Revolution of Our Times
Director: Kiwi Chow
Year: 2012
Rating: 8.5
This one hurt. It is 150 minutes long and I had
to watch it in 30-minute increments and take a break. If you have any affection
for Hong Kong beyond the movies; for the city, for the people, for what it
used to be, this documentary is a kick in the stomach, a hard slap in the
face. I have visited Hong Kong many times over the past 30 years - sometimes
for work, sometimes just because I wanted to. I came to care about the city.
Love walking around. Staying in Kowloon on Nathan Road. I am conflicted
as to whether I should go back. A part of me wants to but a part feels like
I should not in even the smallest way support the government. A friend went
to visit a few months back - we had gone together before covid a number of
times - but this time I begged off. I wasn't ready for it. This film will
make you proud of the people but hate the police and the government. It is
a remarkable video essay on the protests and retaliation that took place
in 2019 over the passing of the Extradition Bill.
The Mainland government had been chipping
away at Hong Kong's freedoms for a few years after breaking their word not
to interfere for 50-years. There had been protests in Hong Kong previously
in 2014 that were termed the Umbrella Movement when the Mainland began interfering
in the city elections by screening candidates. This time the Extradition
Bill would allow China to bring to the Mainland anyone they deemed to have
broken any security law or for any other reason. They had already kidnapped
a few people and taken them to the Mainland for trial. The inevitable lesson
is that Authoritarian states will act always in an authoritarian manner.
Human rights be damned. Election rights be damned. And they found enough
toadies, cowards, self-promoters and people with a financial interest in
Hong Kong to go along. Some of them our favorite film stars. Fuck you Jackie
Chan. People yearning for an authoritarian government in some nations around
the world never learn. It never ends well.
Protests began almost immediately against
the bill - growing larger and larger - one estimated at 2 million people.
The police broke up the crowds often using brutal tactics - beatings, rubber
bullets, tear gas, water hoses - and on one occasion making a deal with the
triads to send the triads in to beat people as the police looked on and did
nothing. The protestors organized, adapted, grew a community, fought back
with Molotov cocktails. Hong Kong came to a standstill. Universities were
occupied. Streets blocked. The majority of the protestors were high school
and university students but there was a cross-section of citizens. One of
my favorites was a group of elderly gentlemen who were out to protect the
young against the police. Grandpa Chan has since been arrested. Who has more
to lose than the young. Their courage is astonishing. Truly. The police who
had been so respected in Hong Kong are demonic. Now hated. Another lesson
is that people in power, whether army or police tend to go along with authoritarian
rule. Some quit but many who had been neighborhood cops were now kicking
and stomping on children.

● Exercise brief: Continue the review of the Hong Kong protest documentary, picking up after its last sentence.

● Data listing:
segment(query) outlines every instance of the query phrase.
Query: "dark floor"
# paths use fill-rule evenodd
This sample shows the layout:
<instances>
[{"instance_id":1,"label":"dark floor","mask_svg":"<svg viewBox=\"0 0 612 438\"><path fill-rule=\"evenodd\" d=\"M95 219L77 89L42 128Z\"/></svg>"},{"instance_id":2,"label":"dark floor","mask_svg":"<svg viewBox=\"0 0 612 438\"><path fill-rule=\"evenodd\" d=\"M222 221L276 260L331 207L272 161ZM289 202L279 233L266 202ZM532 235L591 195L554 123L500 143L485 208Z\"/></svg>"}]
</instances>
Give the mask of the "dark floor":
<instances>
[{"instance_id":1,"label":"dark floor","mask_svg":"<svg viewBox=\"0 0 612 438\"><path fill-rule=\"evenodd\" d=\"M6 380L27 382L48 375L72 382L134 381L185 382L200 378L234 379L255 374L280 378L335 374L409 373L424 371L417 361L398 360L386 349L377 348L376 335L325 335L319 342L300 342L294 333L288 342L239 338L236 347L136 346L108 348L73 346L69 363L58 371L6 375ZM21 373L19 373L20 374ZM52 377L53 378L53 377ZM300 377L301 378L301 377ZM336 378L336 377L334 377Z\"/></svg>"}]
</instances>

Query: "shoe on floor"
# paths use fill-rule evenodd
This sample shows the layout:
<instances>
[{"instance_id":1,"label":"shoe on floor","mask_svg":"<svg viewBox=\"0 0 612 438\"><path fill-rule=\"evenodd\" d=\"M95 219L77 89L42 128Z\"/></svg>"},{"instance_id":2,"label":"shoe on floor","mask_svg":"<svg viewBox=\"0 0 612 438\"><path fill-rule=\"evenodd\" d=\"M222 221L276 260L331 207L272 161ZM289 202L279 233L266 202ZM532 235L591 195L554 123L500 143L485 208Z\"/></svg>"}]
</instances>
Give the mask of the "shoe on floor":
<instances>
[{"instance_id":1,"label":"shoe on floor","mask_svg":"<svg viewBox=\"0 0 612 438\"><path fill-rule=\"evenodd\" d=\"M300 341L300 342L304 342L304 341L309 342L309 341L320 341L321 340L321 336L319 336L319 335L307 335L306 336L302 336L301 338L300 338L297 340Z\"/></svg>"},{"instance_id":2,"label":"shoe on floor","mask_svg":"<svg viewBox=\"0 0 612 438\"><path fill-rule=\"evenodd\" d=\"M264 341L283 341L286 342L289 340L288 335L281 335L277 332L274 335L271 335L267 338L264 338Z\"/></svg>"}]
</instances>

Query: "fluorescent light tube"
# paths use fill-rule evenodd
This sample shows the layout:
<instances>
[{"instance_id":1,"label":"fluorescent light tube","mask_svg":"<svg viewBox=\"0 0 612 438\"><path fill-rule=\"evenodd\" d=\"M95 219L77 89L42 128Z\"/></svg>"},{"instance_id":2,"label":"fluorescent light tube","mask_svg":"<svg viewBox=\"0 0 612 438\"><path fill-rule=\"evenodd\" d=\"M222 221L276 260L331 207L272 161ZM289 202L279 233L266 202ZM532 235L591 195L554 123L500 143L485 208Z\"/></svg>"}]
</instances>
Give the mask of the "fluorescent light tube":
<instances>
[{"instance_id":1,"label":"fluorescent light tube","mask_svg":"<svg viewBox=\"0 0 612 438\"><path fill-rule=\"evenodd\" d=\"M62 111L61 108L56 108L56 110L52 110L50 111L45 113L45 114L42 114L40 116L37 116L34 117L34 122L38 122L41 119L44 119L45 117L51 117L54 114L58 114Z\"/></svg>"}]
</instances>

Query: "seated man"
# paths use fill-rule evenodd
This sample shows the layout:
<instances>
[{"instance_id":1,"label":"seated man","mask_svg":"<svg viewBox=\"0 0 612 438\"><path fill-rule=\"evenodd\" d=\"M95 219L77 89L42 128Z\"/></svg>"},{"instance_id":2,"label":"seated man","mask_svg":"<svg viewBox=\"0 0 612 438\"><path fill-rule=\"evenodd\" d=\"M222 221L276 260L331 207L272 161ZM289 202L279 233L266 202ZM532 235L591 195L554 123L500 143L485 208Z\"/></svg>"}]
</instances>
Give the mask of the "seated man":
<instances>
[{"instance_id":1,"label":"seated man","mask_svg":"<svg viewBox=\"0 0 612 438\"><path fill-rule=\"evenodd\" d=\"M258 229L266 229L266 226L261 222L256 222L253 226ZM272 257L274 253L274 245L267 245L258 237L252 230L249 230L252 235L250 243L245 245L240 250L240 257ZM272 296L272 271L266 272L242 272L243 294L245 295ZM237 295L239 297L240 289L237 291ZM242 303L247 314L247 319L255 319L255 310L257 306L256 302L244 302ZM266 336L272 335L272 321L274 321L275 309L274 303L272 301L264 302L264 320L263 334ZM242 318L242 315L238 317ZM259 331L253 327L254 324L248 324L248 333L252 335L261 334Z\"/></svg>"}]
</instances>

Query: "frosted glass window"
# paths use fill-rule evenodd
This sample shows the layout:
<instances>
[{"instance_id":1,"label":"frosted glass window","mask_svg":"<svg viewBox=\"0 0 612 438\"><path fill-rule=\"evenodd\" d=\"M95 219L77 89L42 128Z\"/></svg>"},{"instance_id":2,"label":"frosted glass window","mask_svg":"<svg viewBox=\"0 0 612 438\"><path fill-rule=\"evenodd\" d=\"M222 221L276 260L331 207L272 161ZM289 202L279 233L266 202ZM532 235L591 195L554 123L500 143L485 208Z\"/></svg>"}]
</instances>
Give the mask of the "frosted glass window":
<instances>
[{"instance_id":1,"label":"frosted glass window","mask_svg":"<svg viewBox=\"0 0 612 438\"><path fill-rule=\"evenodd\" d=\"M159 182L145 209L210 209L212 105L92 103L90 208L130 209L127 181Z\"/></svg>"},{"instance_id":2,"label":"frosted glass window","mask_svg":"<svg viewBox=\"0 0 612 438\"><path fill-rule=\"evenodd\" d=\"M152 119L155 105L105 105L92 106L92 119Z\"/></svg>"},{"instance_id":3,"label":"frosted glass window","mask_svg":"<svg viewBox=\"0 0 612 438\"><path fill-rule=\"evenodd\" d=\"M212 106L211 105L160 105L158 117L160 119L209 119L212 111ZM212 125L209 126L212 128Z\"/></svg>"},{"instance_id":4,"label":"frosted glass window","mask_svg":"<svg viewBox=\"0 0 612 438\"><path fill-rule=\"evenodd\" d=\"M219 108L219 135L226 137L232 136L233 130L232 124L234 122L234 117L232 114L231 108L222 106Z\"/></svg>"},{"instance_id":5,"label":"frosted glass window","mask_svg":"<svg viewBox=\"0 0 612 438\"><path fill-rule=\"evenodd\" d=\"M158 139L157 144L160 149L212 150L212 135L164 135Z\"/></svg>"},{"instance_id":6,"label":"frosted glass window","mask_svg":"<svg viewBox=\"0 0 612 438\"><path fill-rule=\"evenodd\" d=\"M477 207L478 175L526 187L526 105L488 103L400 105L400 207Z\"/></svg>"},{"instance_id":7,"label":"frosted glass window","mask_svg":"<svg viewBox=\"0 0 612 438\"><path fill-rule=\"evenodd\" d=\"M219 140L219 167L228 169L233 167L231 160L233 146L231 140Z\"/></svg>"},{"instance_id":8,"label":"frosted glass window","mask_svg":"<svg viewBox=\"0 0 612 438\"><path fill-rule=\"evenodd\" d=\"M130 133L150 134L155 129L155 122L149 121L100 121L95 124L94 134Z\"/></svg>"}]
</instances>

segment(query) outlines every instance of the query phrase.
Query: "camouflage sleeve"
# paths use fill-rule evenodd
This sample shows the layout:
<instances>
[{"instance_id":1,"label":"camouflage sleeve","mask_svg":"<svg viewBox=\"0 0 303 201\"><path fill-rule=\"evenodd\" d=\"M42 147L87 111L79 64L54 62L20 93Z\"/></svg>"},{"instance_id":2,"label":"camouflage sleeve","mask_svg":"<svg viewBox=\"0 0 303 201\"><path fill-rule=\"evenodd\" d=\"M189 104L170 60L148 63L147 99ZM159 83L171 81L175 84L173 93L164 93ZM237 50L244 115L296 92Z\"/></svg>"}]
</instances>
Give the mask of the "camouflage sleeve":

● Answer box:
All of this is captured on video in this
film. Up close and personal. In searing detail. The chants of This Is the
Revolution of Our Times, the protestors strategy (be water), their conversations,
interviews with many of them after this was over, their pain, their tears
from the gas, some died, many were injured and thousands arrested.
It is unrelenting and painful. I teared up a few times myself. Things have
sadly only gotten worse. Many of those in this film have been arrested -
others have fled the city. The National Security Law was passed making pretty
much anything that is perceived as a protest no matter how small - a song.
a salute, a children's book - illegal.
There are people still being sentenced -
just the other day a number were including one of the main film interviewees
(Gwyneth Ho) for working on an election primary. Authoritarian governments
terrorize, have examples, show no leniency or mercy. Just the other day it
came out that China had spies in England that were tracking down dissenters
from Hong Kong. They are monsters. Making this film was an act of courage
as well as were the people who took this video with all the chaos and violence
going on around them. People's faces are blurred out or masked. The credits
are made up. You have to ask yourself one simple question - if I was in Hong
Kong at the time, what would I have done.